ENTRIES PROVIDED:

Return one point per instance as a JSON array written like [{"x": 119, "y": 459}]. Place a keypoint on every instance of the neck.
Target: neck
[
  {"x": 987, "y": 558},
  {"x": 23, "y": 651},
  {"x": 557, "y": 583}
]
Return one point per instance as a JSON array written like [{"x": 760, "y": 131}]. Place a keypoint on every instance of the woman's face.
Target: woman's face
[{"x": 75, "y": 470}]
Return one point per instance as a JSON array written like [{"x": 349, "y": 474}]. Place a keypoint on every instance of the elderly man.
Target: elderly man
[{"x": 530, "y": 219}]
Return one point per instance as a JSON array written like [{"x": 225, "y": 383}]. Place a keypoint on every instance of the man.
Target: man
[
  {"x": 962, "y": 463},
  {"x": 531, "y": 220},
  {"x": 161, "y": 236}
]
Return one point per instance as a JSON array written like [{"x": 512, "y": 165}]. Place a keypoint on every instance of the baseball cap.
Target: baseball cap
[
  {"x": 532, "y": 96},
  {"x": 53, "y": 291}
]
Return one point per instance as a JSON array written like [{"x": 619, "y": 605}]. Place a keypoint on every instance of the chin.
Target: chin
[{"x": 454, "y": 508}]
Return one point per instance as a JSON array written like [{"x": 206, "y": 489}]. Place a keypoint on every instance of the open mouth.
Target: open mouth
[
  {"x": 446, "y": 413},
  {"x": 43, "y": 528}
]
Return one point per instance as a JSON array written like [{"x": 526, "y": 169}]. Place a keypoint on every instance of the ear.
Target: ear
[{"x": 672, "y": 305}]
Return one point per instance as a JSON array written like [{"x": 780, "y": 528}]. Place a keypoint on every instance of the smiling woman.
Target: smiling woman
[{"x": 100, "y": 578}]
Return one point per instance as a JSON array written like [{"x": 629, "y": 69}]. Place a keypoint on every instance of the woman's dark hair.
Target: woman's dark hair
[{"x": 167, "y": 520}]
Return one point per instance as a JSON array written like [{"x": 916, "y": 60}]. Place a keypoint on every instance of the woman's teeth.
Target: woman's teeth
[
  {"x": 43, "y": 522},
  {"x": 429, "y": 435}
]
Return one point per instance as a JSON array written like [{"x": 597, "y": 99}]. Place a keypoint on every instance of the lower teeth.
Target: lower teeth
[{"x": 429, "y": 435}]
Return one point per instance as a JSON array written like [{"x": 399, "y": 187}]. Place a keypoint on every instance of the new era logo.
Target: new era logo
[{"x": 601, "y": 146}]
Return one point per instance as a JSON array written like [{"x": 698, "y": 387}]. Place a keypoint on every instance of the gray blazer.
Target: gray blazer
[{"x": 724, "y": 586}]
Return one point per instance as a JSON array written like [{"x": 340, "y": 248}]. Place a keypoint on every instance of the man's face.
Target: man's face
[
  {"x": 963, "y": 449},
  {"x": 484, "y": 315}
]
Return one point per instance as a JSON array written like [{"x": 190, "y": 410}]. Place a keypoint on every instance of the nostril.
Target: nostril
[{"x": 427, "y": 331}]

AIM OF THE TASK: Please copy out all of the lines above without changing any of them.

RESPONSE TO THE TASK:
Return one point per instance as a JSON array written like [{"x": 119, "y": 459}]. Place a keypoint on every instance of the neck.
Target: neck
[
  {"x": 987, "y": 558},
  {"x": 23, "y": 651},
  {"x": 557, "y": 583}
]
Return one point per instance as a JSON array written like [{"x": 760, "y": 131}]. Place a keypoint on every instance of the woman's face.
Target: woman's face
[{"x": 75, "y": 470}]
Return one point per instance as a JSON array written like [{"x": 349, "y": 474}]. Place a keypoint on every instance of the elderly man.
Target: elderly man
[{"x": 530, "y": 219}]
Return one point per instance as a JSON array written like [{"x": 225, "y": 383}]. Place a keypoint on every instance of the man.
Target: man
[
  {"x": 962, "y": 463},
  {"x": 531, "y": 220},
  {"x": 161, "y": 236}
]
Return one point per instance as a JSON array written like [{"x": 512, "y": 165}]. Place a keypoint on every instance of the baseball cap.
Target: baseball cap
[
  {"x": 532, "y": 96},
  {"x": 53, "y": 291}
]
Return one point per instance as a JSON array written like [{"x": 619, "y": 605}]. Place a keypoint on every instance of the chin.
Target: chin
[{"x": 454, "y": 508}]
Return one point per instance as a JSON array written like [{"x": 206, "y": 489}]. Place a keypoint on every instance of the open mouth.
Target: open mouth
[
  {"x": 446, "y": 413},
  {"x": 43, "y": 528}
]
Return one point per instance as a JSON array written like [{"x": 526, "y": 169}]. Place a keypoint on every instance of the ear.
Target: ear
[{"x": 672, "y": 305}]
Return one point per instance as a JSON array written like [{"x": 780, "y": 528}]. Place a keypoint on every instance of the smiling woman.
Target: smiling woman
[{"x": 100, "y": 578}]
Return one point per instance as a JSON array written like [{"x": 629, "y": 69}]. Place a keypoint on every instance of the woman's dark hair.
Target: woman's dark hair
[{"x": 167, "y": 520}]
Return one point per instance as a JSON array written like [{"x": 916, "y": 60}]. Place a keypoint on every instance of the woman's teeth.
Target: woman's teeth
[
  {"x": 43, "y": 522},
  {"x": 429, "y": 435}
]
Return one point per instance as a JSON array written like [{"x": 597, "y": 99}]. Place a keypoint on every instance of the lower teeth.
Target: lower teeth
[{"x": 429, "y": 435}]
Return one point per instance as a JSON array written like [{"x": 399, "y": 187}]. Place a keypoint on every instance of the new era logo.
Target: new era logo
[{"x": 601, "y": 146}]
Return one point per instance as a JSON array written like [{"x": 698, "y": 387}]. Place a keypoint on every instance of the gray blazer.
Target: gray blazer
[{"x": 724, "y": 586}]
Return one point per instance as a JSON array written like [{"x": 340, "y": 248}]. Place a keypoint on every instance of the man's face.
Target: man's face
[
  {"x": 963, "y": 449},
  {"x": 484, "y": 315}
]
Return one point per instance as a JSON array written like [{"x": 190, "y": 410}]. Place a keypoint on every instance of the nostril.
Target: nostril
[{"x": 427, "y": 331}]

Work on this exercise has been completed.